» **Passage provided**:
----------
Google Street View Wi-Fi Data Includes Passwords, Email Content
snydeq writes "The French National Commission on Computing and Liberty has found passwords and email messages among the Street View Wi-Fi data Google intercepted, InfoWorld reports. The data protection authority has been investigating Google's recording of traffic carried over unencrypted Wi-Fi networks. Google has said it collected only 'fragments' of personal web traffic as it passed by because its Wi-Fi equipment automatically changes channels five times a second. With Wi-Fi networks operating at up to 54Mbps, however, those 'fragments' may have been more than that. 'We can already state that [...] Google did indeed record email access passwords [and] extracts of the content of email messages,' CNIL said."
If you're stupid enough to access information you care about and wish to keep private via an insecure link, then you're asking for trouble.
This went from "it was an accident" to "there's nothing in the data anyway" to "hey, will you look at that! How'd that get in there??"
It's not that I think everyone should be forced to use encryption everywhere, but in this case the unencrypted data is being broadcast out into public spaces.
A crapload of small random bits of data will contain some interesting data.. This is news?
----------
According to the Street View Wi-Fi article, why did Google say it collected only "fragments" of personal web traffic? Answer in one to three sentences. The data comes from a different source than the Street View article.
----------
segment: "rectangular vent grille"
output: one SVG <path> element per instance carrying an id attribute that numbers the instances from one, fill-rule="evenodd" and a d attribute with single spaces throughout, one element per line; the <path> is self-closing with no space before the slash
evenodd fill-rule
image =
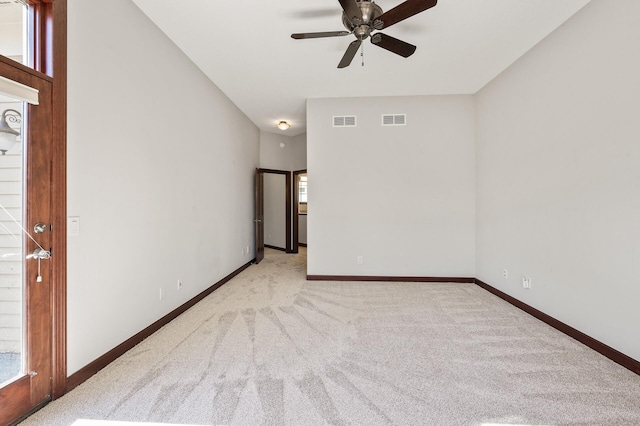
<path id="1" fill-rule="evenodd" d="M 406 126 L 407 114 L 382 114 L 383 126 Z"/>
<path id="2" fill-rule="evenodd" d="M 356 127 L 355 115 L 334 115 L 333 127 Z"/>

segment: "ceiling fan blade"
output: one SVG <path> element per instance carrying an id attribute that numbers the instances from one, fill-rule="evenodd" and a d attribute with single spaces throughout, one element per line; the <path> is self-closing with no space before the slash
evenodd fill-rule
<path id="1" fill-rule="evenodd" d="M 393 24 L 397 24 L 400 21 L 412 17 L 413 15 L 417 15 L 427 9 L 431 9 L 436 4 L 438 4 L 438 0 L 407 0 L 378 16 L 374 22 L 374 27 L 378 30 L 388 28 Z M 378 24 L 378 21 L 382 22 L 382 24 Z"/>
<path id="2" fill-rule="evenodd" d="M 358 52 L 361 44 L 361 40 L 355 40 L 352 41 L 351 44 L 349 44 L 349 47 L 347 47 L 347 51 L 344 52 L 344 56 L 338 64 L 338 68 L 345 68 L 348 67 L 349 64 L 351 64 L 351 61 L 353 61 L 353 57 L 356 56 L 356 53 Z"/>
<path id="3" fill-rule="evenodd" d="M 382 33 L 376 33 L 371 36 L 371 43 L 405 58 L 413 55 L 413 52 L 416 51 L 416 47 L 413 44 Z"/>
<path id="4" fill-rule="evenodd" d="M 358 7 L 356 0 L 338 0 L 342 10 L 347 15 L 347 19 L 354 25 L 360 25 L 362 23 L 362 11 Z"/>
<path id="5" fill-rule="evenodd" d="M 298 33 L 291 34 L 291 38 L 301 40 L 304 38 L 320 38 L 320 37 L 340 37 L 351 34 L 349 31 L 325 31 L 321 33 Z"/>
----------
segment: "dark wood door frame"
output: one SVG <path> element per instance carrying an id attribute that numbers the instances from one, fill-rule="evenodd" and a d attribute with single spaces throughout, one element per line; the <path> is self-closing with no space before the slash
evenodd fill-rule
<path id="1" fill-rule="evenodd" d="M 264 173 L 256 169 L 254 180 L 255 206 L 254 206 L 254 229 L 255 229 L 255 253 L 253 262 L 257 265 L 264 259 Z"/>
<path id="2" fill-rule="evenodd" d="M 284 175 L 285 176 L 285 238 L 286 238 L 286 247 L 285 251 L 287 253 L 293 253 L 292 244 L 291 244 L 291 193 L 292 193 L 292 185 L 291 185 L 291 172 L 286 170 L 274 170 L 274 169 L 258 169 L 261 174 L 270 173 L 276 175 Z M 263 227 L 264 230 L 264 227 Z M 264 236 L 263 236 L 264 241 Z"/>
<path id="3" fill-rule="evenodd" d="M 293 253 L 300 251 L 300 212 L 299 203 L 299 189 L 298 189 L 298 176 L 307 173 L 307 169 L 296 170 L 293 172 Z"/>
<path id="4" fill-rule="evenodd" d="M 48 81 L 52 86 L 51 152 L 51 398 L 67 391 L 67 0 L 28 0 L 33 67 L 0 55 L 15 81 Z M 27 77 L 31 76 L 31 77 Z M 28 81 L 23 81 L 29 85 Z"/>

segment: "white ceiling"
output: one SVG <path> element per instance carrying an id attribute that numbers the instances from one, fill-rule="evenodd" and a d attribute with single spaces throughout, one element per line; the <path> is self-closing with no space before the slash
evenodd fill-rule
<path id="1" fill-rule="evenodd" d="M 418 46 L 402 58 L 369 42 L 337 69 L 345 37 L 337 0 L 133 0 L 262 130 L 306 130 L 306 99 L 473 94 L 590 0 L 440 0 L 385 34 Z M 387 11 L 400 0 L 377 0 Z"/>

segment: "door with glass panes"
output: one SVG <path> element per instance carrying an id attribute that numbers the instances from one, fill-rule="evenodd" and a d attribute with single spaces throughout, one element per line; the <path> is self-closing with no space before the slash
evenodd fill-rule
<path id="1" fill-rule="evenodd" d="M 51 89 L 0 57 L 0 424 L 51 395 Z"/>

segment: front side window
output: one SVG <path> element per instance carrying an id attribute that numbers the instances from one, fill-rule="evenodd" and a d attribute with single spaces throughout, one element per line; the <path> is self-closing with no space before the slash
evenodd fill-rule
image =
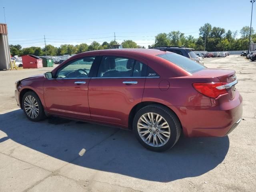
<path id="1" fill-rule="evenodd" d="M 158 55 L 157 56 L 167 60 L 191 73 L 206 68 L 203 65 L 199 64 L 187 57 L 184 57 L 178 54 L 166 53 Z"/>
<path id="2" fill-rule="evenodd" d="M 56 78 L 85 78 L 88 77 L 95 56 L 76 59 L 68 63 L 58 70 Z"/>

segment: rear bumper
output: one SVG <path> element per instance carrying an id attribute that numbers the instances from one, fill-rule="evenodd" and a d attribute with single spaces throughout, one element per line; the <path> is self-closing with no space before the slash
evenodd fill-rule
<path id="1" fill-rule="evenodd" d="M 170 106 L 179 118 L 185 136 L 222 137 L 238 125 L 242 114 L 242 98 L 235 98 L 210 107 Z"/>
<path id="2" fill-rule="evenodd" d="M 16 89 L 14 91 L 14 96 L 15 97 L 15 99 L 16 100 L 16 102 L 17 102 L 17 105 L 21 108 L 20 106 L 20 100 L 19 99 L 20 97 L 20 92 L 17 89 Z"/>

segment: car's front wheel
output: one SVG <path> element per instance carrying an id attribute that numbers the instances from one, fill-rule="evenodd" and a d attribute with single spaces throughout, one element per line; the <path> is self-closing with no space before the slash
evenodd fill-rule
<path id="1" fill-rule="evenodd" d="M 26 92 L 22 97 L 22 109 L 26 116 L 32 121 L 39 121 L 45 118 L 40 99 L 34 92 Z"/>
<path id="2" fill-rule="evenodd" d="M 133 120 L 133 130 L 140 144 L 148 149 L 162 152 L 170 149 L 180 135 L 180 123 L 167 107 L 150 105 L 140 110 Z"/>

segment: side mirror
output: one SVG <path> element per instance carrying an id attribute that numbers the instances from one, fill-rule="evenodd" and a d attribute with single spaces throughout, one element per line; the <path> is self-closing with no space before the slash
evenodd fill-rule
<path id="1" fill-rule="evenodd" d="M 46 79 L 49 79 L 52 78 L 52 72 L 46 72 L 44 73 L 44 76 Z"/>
----------
» **Problem solution**: Google said it captured only fragments of personal web traffic as it passed by because its Wi-Fi equipment automatically changed channels five times a second.